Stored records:
....
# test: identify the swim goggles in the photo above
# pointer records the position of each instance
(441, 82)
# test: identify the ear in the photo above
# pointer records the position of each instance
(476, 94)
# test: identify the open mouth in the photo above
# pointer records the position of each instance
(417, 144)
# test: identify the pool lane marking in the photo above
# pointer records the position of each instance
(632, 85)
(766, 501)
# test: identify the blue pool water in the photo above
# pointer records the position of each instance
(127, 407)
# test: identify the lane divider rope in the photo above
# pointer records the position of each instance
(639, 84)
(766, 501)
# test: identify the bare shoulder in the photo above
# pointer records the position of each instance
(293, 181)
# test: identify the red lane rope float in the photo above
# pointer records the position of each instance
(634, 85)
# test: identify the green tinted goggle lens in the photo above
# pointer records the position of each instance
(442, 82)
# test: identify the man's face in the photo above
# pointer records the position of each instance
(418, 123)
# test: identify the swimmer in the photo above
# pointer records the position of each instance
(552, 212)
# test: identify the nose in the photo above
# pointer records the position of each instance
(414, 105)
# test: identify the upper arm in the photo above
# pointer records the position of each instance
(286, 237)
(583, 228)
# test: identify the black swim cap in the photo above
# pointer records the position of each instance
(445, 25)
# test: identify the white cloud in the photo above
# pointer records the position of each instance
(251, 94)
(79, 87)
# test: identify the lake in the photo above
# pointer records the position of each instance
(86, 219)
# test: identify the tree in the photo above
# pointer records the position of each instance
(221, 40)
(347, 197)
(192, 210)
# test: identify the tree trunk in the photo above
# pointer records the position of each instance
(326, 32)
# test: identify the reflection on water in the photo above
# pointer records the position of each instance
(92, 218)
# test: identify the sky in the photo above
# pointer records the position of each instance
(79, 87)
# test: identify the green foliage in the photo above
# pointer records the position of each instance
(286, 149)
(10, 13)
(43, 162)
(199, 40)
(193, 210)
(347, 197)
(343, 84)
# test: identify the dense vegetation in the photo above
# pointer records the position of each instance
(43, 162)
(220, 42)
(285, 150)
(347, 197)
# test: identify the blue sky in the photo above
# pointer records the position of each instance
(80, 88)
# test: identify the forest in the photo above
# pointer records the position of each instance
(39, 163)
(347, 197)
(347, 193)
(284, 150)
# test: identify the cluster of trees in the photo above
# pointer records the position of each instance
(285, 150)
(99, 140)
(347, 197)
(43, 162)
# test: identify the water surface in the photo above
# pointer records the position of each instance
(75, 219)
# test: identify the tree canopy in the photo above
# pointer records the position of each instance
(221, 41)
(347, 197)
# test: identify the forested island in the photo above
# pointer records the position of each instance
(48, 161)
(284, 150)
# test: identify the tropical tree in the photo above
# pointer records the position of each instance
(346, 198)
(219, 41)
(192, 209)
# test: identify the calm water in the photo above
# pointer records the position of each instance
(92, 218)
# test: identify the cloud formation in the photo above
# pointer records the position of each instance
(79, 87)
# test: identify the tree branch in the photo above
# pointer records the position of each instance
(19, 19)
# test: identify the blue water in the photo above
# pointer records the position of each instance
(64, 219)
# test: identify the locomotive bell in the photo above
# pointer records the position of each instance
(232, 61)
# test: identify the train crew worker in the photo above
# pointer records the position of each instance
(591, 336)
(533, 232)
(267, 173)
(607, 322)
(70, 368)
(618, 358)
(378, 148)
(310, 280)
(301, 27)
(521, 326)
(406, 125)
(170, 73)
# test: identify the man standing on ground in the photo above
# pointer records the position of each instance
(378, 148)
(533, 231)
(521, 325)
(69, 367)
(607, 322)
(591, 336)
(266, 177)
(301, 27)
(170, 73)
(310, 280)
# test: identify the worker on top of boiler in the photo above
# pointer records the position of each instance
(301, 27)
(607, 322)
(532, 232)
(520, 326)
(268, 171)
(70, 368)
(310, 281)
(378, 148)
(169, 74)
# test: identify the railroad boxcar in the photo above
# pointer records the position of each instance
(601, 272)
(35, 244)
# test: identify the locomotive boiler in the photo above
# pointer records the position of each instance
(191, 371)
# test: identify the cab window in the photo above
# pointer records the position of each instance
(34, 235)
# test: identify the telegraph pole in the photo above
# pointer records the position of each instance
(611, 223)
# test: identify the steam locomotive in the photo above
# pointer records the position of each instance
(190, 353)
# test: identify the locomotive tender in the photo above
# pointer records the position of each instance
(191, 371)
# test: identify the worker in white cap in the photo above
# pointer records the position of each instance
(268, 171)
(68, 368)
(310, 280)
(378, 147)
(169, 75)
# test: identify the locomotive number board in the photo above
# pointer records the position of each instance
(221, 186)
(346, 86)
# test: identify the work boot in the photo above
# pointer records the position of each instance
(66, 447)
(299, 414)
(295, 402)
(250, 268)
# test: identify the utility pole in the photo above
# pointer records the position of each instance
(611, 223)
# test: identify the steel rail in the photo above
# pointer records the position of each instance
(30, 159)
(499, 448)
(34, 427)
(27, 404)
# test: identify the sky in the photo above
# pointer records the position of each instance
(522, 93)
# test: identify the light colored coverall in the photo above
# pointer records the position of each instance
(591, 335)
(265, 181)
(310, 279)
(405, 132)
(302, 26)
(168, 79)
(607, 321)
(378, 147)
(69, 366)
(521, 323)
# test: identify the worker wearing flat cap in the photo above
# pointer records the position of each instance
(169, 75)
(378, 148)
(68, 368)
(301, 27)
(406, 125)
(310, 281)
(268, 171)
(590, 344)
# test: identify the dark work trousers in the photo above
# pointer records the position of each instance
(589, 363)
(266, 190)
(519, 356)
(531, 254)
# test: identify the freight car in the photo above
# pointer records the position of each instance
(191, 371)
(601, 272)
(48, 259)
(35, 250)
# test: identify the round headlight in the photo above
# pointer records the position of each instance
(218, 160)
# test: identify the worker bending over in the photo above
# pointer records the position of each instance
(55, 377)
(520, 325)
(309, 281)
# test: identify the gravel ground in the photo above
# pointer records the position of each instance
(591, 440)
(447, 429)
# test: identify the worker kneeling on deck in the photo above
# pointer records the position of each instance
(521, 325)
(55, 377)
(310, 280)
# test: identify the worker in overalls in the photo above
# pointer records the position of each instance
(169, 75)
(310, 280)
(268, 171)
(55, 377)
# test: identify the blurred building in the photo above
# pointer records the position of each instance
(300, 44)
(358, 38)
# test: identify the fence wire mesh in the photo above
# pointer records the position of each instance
....
AIM OF THE EXERCISE = Repeat the material word for word, in full.

SOLUTION FOR THIS PROBLEM =
# test: identify the swim goggles in the photo above
# pointer records the position of each instance
(441, 82)
# test: identify the ear in the photo above
# pointer records the position of each instance
(476, 94)
# test: identify the open mouth in the photo above
# pointer records the position of each instance
(417, 144)
# test: identify the pool lane marking in the photo above
# pointer records the position of each instance
(632, 85)
(766, 501)
# test: identify the blue pool water in the photo above
# pointer records the position of each instance
(127, 407)
# test: identify the lane divider rope in the photo above
# pointer records the position of each instance
(639, 84)
(766, 501)
# test: identify the bare shoulder in the photo above
# pointer records the position of each instance
(293, 181)
# test: identify the red lane rope float in the photo above
# pointer records the position of each instance
(634, 85)
# test: identify the green tinted goggle lens in the photo above
# pointer records the position of each instance
(442, 82)
# test: identify the man's face in the photo above
# pointer records the position of each instance
(418, 123)
# test: identify the swimmer in the photo above
# pointer records the position of each instance
(552, 212)
# test: identify the nose in the photo above
# pointer records the position of each instance
(414, 105)
# test: identify the upper arm in the photo above
# pointer records the position of each instance
(286, 237)
(583, 228)
# test: identify the black swim cap in the photo above
# pointer records the position of each instance
(445, 25)
# test: identify the white cloud in the photo above
# pointer records the position of each instance
(251, 94)
(79, 87)
# test: identify the lake in the photo above
# pointer records the position of each instance
(86, 219)
# test: identify the tree in the photo above
# pointer records the position of each instance
(221, 40)
(347, 197)
(192, 210)
# test: identify the tree trunk in the photo above
# pointer records the position of each instance
(326, 32)
# test: identify the reflection on water in the photo above
# pointer records the position of each instance
(92, 218)
# test: identify the sky in the photo above
# pointer records the position of each instance
(79, 87)
# test: identify the green foliage in the photo above
# pointer records the position of each instance
(286, 149)
(10, 13)
(43, 162)
(199, 40)
(193, 210)
(347, 197)
(343, 84)
# test: identify the dense vegetation in the photo above
# pointer records the position of each instance
(43, 162)
(220, 42)
(285, 150)
(347, 197)
# test: identify the blue sky in the photo above
# pointer records the position of each instance
(80, 88)
# test: identify the forest in the photo above
# pointer records the position of each instance
(39, 163)
(347, 197)
(347, 193)
(284, 150)
# test: identify the cluster of trees in the photo above
# pointer records the position of each instance
(285, 150)
(99, 140)
(347, 197)
(43, 162)
# test: identify the water surface in the photo above
# pointer records the position of each instance
(75, 219)
# test: identify the tree canopy in the photo above
# pointer records the position of each instance
(221, 41)
(347, 197)
# test: identify the forested island in the photo above
# pointer records the position of each instance
(48, 161)
(284, 150)
# test: identify the tropical tree in the photo above
# pointer records the position of each instance
(346, 198)
(219, 41)
(192, 209)
# test: identify the calm water in the photo above
# pointer records the position of each instance
(92, 218)
# test: identify the cloud formation in the photo above
# pointer records the position of each instance
(79, 87)
# test: identify the tree branch in the photo above
# pointer records the position of each instance
(19, 19)
# test: identify the blue water in the photo above
# pointer records the position of each instance
(64, 219)
# test: identify the locomotive bell in the photo above
# pointer records the position of each instance
(232, 61)
# test: identify the train crew worker in the photo above
# pointer records the position of each instance
(591, 336)
(533, 232)
(267, 173)
(607, 322)
(70, 368)
(618, 358)
(378, 148)
(310, 280)
(301, 27)
(521, 326)
(406, 125)
(170, 73)
# test: identify the man standing on ground in the photo above
# pointer records the position of each instance
(378, 148)
(533, 231)
(521, 325)
(69, 367)
(607, 322)
(591, 336)
(266, 177)
(301, 27)
(170, 73)
(310, 280)
# test: identify the worker on top of boiler in the photo above
# pointer records the position of each instance
(301, 27)
(607, 322)
(532, 232)
(520, 326)
(268, 171)
(70, 368)
(310, 281)
(378, 148)
(169, 74)
# test: identify the railroad boxcar in the photo above
# pointer records the position of each instance
(601, 272)
(35, 244)
# test: identify the locomotive boiler in the photo above
# pointer records the position of each instance
(191, 371)
# test: identify the cab window in the photo above
# pointer records the position of each instance
(34, 235)
# test: identify the telegraph pole in the photo above
# pointer records the position of each instance
(611, 223)
# test: identify the steam locomotive in the photo above
# pointer records the position of each instance
(190, 353)
# test: identify the locomotive tender in the photo above
# pointer records the position of each instance
(191, 371)
# test: identify the worker in white cap in the photo above
# pointer records the position of each instance
(268, 171)
(68, 368)
(310, 280)
(378, 147)
(169, 75)
# test: identify the locomotive number board in the photo above
# pointer records the position of each instance
(221, 186)
(346, 86)
# test: identify the work boot in the photo above
# pointer records the position of each instance
(66, 447)
(299, 414)
(295, 402)
(250, 268)
# test: identify the utility pole in the photo above
# pointer records the position of each instance
(611, 223)
# test: identify the steel rail in the photo above
# pointer records the position of each instance
(30, 159)
(499, 448)
(34, 427)
(27, 404)
# test: identify the sky in the photo above
# pointer records the position of each instance
(522, 93)
# test: identify the light colored coverall in the photo above
# pointer records the position of each instance
(591, 335)
(265, 181)
(310, 279)
(405, 132)
(302, 26)
(168, 79)
(607, 321)
(378, 147)
(69, 366)
(521, 323)
# test: identify the worker wearing flat cap in the photo above
# pointer records the position of each instance
(169, 75)
(378, 148)
(68, 368)
(301, 27)
(406, 125)
(310, 281)
(268, 171)
(590, 344)
# test: identify the dark work trousers in the photo above
# pointer records the position of each instance
(589, 363)
(266, 190)
(519, 356)
(531, 254)
# test: identify the freight car in the photo above
# pointer records the position of each instance
(191, 371)
(601, 272)
(48, 259)
(35, 250)
# test: identify the round headlight in the photo above
# pointer records the position of each instance
(218, 160)
# test: identify the worker bending over in the photo above
# pointer records the position of each instance
(55, 377)
(520, 325)
(309, 281)
# test: identify the gravel ground in the photo above
# pointer records the position of each instance
(591, 440)
(447, 429)
# test: identify the worker kneeling on deck in the photo above
# pointer records the position of each instance
(521, 325)
(55, 377)
(310, 280)
# test: identify the worker in overalls in the photo above
# pointer records the position of each instance
(169, 75)
(310, 280)
(268, 171)
(55, 377)
# test: identify the blurred building in the photo above
# pointer records the position of each instance
(300, 44)
(358, 38)
# test: identify the fence wire mesh in the photo above
# pointer records the position of each instance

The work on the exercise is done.